O’DONNELL, KENNEDY, O’NEILL, and DEWINE, JJ., concur.
O’CONNOR, C.J., dissents, with an opinion joined by FRENCH and FISCHER,
JJ.
_________________
O’CONNOR, C.J., dissenting.
{¶ 20} I disagree with the legal premises on which the majority opinion is
based. A county board of elections and a county auditor are not required to submit
a copy of Ohio Secretary of State Form 5-U to the Ohio Tax Commissioner. Ohio
Secretary of State Form 125 is a designated form for reporting the results of tax
levies to the tax commissioner. Having received an executed Form 125 for the levy
at issue, the tax commissioner, respondent Joseph Testa, had no statutory authority
to demand a Form 5-U or otherwise conduct an investigation into election
proceedings. Rather, pursuant to R.C. 319.301(D), the tax commissioner has a clear
legal duty to conduct the ministerial functions of his office, and because he has
refused to do so, a writ of mandamus should issue. I therefore respectfully dissent.
8
January Term, 2017
{¶ 21} In July 2015, relator, the Delaware Joint Vocational School District
Board of Education, approved a resolution to proceed with a renewal of its ten-year,
1.7-mill operating levy. Pursuant to R.C. 3311.21(A), the school board certified its
renewal levy to the board of elections in Delaware County, the county in which
approximately 98.4 percent of the tax parcels in the Delaware Joint Vocational
School District are located. Through no fault of the school board, the Delaware
County Board of Elections neglected to give notice of the resolution to the boards
of elections in Franklin, Marion, Morrow, and Union Counties, the other four
counties with territory in the district, as it was required to do by R.C. 3311.21(A).

--

Short problem 1 ▸
Condense the paragraph of the court opinion that opens with "I disagree with the legal premises" into a short bulleted list that keeps its main points.
Short problem 2 ▸
Reproduce the passage of the court opinion starting with "O’DONNELL, KENNEDY, O’NEILL, and" and going on through "O’CONNOR, C.J., dissenting.".

--

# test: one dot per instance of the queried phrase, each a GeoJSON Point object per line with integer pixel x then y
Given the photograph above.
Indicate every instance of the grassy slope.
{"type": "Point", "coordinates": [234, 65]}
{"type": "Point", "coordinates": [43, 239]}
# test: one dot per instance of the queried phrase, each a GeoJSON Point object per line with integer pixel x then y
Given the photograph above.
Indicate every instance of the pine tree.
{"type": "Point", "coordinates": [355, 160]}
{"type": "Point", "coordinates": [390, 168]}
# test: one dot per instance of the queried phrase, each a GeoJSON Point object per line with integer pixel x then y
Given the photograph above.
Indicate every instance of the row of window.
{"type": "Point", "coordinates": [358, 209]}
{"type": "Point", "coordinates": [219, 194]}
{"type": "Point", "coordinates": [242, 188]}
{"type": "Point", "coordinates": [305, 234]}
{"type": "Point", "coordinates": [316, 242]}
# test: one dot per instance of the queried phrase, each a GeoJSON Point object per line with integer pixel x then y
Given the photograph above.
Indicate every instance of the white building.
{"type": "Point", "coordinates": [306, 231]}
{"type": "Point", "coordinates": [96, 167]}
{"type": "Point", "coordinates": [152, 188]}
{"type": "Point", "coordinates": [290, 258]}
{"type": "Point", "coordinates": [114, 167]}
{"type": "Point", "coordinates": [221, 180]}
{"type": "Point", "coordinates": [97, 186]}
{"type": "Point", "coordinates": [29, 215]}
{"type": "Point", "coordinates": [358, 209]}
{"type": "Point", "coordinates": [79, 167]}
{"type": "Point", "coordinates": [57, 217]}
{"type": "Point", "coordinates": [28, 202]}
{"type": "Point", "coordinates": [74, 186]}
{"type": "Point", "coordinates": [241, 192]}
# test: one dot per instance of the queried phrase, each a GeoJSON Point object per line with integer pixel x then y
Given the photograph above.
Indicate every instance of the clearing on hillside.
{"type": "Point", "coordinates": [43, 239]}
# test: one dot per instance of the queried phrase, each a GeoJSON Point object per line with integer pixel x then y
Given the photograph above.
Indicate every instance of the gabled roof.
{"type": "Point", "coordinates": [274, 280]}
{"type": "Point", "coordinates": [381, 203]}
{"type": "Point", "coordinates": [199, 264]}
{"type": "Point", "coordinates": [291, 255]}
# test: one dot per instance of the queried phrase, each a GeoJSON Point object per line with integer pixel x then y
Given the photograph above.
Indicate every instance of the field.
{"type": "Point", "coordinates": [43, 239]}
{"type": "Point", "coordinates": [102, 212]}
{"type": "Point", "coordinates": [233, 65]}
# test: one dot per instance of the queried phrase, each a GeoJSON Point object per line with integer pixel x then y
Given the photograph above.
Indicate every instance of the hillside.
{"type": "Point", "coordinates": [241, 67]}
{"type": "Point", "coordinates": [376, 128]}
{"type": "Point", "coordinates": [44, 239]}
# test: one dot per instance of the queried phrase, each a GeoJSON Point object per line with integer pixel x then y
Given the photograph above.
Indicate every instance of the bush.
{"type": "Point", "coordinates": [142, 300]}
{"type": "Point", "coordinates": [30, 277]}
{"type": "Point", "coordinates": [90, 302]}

--

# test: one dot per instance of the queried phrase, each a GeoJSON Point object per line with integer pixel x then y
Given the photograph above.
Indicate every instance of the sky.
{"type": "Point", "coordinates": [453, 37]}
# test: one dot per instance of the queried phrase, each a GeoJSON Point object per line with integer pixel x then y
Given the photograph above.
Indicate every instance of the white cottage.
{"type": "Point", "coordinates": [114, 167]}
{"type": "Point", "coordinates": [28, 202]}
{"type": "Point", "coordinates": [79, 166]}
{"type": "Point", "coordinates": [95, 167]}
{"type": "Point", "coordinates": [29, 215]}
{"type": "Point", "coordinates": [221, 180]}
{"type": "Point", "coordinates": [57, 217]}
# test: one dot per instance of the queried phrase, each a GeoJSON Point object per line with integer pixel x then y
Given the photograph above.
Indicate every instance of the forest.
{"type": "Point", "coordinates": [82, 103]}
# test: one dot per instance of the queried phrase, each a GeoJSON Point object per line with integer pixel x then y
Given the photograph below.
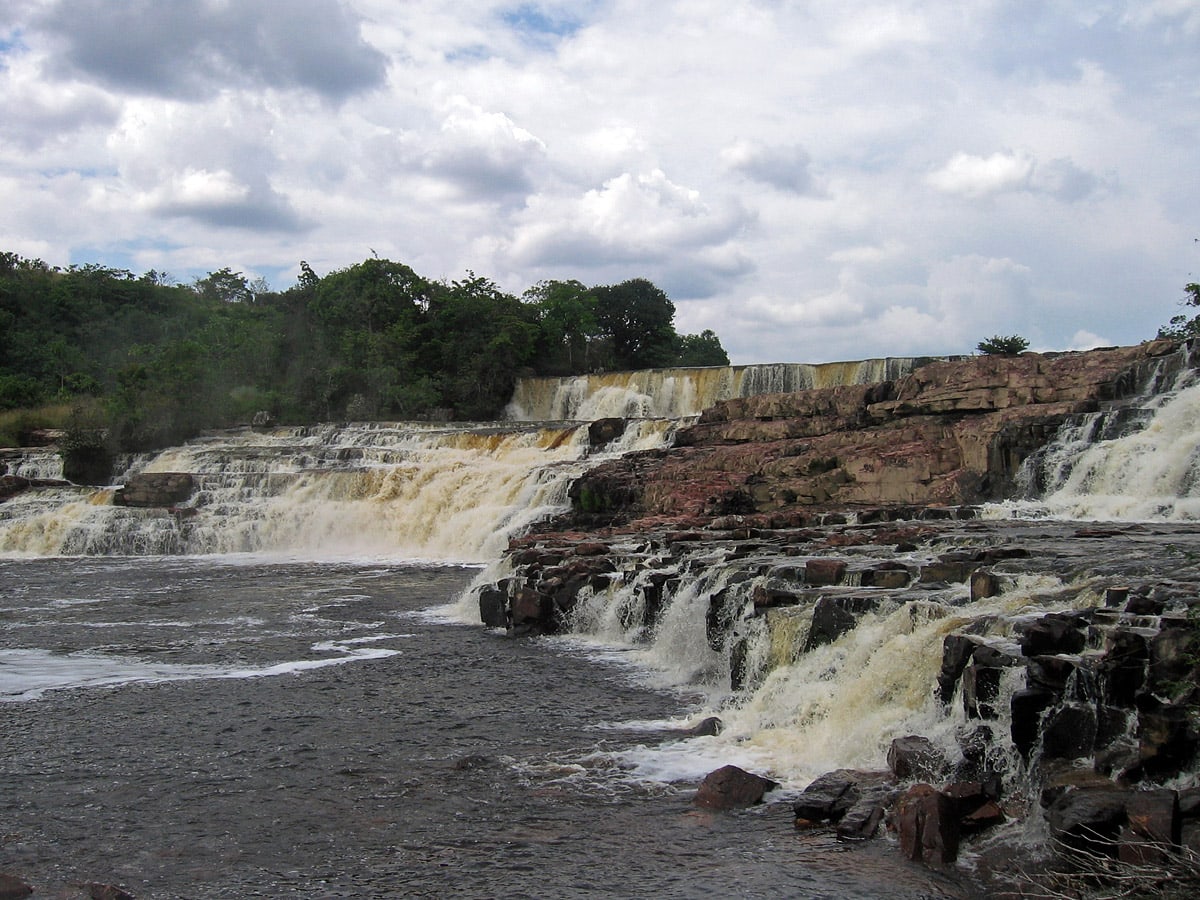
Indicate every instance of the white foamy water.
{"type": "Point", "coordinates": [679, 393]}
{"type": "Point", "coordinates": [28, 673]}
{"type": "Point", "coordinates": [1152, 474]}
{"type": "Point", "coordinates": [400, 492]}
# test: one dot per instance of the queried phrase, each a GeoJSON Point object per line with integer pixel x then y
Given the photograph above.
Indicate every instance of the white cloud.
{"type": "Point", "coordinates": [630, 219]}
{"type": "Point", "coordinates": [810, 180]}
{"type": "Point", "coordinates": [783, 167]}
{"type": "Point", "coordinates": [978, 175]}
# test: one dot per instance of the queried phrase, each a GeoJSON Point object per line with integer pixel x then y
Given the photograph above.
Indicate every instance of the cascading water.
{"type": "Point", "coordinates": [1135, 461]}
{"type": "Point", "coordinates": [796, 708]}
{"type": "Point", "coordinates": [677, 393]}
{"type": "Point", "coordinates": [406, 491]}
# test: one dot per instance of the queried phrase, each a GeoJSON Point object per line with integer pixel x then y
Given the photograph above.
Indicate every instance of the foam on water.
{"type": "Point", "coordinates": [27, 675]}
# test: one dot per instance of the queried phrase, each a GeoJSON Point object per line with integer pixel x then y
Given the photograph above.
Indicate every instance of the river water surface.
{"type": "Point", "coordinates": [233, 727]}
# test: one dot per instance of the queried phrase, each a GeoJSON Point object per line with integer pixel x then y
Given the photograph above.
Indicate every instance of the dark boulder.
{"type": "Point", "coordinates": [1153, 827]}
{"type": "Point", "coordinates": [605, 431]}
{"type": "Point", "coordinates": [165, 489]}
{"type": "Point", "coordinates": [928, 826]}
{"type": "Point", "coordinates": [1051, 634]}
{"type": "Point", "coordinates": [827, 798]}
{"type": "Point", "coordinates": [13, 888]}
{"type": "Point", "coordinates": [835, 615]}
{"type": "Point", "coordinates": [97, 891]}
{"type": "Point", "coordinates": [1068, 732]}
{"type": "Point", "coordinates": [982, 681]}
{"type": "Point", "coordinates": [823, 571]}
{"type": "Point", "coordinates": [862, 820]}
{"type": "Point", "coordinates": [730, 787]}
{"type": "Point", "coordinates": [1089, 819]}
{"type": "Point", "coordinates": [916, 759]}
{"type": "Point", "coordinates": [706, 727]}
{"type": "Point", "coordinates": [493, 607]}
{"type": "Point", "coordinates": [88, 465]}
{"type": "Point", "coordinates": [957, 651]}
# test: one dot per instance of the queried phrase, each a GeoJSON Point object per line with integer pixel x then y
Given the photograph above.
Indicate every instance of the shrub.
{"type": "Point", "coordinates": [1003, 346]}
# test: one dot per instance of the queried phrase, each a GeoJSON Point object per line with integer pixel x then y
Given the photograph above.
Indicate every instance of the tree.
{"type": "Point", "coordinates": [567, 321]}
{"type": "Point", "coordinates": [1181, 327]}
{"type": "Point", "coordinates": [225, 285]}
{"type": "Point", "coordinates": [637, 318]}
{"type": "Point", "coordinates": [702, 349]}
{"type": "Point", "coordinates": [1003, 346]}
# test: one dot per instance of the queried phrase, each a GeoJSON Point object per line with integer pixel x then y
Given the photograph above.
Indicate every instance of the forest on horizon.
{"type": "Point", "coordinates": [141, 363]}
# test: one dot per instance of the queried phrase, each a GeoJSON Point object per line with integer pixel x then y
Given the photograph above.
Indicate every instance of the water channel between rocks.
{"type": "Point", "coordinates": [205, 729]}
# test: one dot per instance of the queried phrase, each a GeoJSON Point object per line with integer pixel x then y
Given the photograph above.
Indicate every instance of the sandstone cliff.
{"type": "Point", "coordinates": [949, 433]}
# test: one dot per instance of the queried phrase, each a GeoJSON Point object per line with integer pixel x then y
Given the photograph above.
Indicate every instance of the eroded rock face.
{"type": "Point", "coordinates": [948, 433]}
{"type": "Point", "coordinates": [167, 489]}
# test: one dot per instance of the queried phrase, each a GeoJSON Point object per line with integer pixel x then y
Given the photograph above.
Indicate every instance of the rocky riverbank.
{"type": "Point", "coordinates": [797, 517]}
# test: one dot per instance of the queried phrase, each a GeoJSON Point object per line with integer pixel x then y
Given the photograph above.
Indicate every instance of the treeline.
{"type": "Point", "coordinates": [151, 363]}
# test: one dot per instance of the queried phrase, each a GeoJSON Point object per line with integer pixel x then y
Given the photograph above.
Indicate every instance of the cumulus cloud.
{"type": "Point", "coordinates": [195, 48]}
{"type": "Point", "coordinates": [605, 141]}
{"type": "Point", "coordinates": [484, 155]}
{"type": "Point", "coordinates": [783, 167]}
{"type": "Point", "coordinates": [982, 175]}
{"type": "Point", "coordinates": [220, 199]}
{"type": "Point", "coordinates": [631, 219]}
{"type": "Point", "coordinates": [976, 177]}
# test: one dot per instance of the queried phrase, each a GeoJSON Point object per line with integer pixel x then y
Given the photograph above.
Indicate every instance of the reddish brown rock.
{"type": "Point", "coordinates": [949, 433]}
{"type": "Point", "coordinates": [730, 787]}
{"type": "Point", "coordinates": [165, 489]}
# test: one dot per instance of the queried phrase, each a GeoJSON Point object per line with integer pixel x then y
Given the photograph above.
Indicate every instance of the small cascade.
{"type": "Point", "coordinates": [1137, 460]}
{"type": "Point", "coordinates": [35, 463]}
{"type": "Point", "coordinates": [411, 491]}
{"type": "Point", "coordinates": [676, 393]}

--

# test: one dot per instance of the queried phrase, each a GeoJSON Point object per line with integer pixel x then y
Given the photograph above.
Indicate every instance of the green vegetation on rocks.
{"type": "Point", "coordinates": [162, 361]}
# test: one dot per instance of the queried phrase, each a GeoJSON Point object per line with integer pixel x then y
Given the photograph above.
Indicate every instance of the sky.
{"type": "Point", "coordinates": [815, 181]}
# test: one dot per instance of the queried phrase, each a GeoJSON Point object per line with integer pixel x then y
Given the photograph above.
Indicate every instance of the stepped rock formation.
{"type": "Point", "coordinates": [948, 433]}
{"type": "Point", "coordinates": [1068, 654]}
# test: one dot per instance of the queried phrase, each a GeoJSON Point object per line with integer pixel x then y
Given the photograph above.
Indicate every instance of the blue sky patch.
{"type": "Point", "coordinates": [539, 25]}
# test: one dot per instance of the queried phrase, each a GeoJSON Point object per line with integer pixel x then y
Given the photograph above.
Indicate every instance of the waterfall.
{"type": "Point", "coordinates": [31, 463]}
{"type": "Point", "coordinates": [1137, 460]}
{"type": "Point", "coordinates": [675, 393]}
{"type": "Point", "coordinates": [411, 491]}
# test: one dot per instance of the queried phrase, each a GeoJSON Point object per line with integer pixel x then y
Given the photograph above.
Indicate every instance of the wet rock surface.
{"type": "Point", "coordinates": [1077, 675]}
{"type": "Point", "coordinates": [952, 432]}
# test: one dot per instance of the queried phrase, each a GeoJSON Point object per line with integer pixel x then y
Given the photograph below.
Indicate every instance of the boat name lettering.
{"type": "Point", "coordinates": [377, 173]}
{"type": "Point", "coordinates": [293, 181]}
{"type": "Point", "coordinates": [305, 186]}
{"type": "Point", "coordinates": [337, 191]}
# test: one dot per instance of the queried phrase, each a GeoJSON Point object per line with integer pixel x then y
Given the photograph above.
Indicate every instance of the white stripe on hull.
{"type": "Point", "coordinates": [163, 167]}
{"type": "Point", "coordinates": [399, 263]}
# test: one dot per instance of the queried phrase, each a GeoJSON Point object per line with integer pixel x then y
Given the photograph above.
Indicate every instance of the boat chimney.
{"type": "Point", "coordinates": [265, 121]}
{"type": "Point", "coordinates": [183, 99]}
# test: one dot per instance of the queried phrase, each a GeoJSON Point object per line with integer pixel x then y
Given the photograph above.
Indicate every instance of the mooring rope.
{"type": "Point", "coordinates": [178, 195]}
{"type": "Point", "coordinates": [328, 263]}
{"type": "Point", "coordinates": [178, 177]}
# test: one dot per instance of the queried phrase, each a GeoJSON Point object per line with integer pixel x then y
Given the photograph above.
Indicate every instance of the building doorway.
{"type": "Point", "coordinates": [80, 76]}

--

Full output 1 ▸
- The dissent rejects the legal premises of the majority opinion.
- A county board of elections and a county auditor do not have to submit Ohio Secretary of State Form 5-U to the Ohio Tax Commissioner.
- Ohio Secretary of State Form 125 is a designated form for reporting tax-levy results to the tax commissioner.
- Having received an executed Form 125 for the levy, Tax Commissioner Joseph Testa had no statutory authority to demand a Form 5-U or investigate election proceedings.
- Under R.C. 319.301(D), he has a clear legal duty to perform his ministerial functions. Because he refused, a writ of mandamus should issue.

Full output 2 ▸
O’DONNELL, KENNEDY, O’NEILL, and DEWINE, JJ., concur.
O’CONNOR, C.J., dissents, with an opinion joined by FRENCH and FISCHER,
JJ.
_________________
O’CONNOR, C.J., dissenting.